_TASK TO COMPLETE_.
Please scale the data starting at the line that contains "Q: Pick out each instance of the american" and ending at the last line of the data, rewriting every line in that span, requests included. Multiply each point coordinate in the answers by 2.2 and round to whole numbers, with halves rounded up.

─── RECORDS FOR THE TASK

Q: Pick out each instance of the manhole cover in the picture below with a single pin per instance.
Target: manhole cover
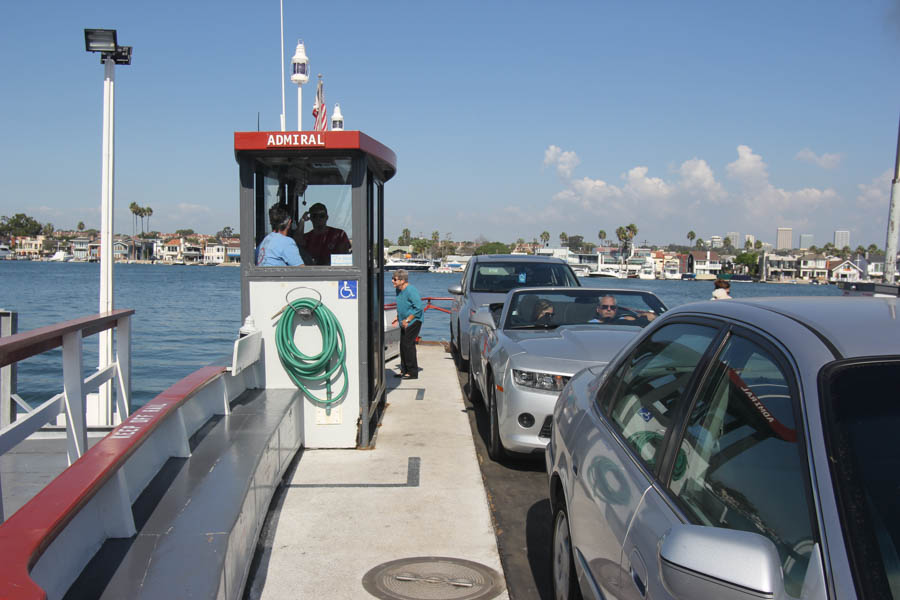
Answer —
(433, 578)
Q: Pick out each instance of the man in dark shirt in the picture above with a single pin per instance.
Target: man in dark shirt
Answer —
(322, 241)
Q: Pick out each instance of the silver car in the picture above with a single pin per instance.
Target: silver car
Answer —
(487, 278)
(524, 350)
(735, 449)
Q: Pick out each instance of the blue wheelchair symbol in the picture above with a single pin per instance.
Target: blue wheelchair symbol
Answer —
(347, 289)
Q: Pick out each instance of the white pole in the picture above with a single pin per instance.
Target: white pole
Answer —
(299, 108)
(890, 245)
(107, 193)
(281, 3)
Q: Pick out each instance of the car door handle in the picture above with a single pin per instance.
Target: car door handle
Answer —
(638, 582)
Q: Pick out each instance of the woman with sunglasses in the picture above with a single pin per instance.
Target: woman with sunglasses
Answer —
(411, 313)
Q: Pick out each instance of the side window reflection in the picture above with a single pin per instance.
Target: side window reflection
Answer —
(655, 377)
(740, 465)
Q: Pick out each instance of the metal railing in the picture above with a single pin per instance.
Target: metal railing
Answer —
(72, 401)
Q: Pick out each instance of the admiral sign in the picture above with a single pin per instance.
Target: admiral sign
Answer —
(290, 140)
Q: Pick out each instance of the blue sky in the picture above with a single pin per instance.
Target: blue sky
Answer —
(508, 118)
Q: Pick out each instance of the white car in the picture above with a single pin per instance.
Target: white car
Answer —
(487, 278)
(524, 351)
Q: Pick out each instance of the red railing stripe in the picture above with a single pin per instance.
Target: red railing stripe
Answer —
(28, 532)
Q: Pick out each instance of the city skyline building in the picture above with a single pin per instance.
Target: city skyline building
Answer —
(806, 240)
(784, 238)
(841, 238)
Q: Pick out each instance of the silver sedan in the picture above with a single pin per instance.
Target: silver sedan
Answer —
(735, 449)
(487, 278)
(523, 351)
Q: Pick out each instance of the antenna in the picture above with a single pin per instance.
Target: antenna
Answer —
(281, 4)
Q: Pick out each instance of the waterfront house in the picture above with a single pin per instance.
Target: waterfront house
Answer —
(813, 267)
(80, 248)
(704, 264)
(122, 249)
(29, 246)
(775, 267)
(214, 253)
(172, 251)
(233, 252)
(192, 253)
(844, 270)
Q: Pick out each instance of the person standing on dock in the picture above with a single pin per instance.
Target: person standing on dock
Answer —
(411, 312)
(277, 249)
(722, 290)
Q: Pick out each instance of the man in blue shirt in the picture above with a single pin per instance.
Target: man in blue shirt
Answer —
(277, 249)
(411, 313)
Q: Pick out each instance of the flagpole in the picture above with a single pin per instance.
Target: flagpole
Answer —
(281, 4)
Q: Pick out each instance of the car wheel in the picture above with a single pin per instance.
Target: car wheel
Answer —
(495, 446)
(565, 581)
(474, 393)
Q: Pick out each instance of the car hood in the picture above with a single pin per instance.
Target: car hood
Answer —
(567, 349)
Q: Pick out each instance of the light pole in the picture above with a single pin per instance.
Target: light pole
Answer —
(337, 119)
(300, 75)
(111, 53)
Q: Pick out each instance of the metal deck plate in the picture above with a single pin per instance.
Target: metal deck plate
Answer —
(433, 578)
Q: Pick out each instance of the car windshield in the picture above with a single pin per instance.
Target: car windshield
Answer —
(600, 307)
(500, 277)
(861, 414)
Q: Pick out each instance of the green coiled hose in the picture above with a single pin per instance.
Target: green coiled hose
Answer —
(318, 367)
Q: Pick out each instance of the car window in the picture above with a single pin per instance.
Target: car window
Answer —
(861, 417)
(654, 378)
(500, 277)
(740, 464)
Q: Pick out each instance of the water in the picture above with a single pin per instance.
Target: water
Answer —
(188, 317)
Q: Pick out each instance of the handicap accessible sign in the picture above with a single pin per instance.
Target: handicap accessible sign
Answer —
(347, 289)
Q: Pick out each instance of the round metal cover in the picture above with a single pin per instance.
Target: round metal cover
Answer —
(433, 578)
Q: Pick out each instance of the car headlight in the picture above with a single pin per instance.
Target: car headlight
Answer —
(540, 381)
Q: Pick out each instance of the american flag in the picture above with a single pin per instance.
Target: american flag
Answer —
(320, 111)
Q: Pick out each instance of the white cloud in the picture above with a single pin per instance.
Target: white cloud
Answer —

──────

_TASK RESPONSE_.
Q: Pick out each instance of the american flag in the picture above with a single pin per instance.
Target: american flag
Answer —
(704, 244)
Q: Pick out each instance of the white cloud in the picture above with a single pin per instance.
Target: white cloud
Answer —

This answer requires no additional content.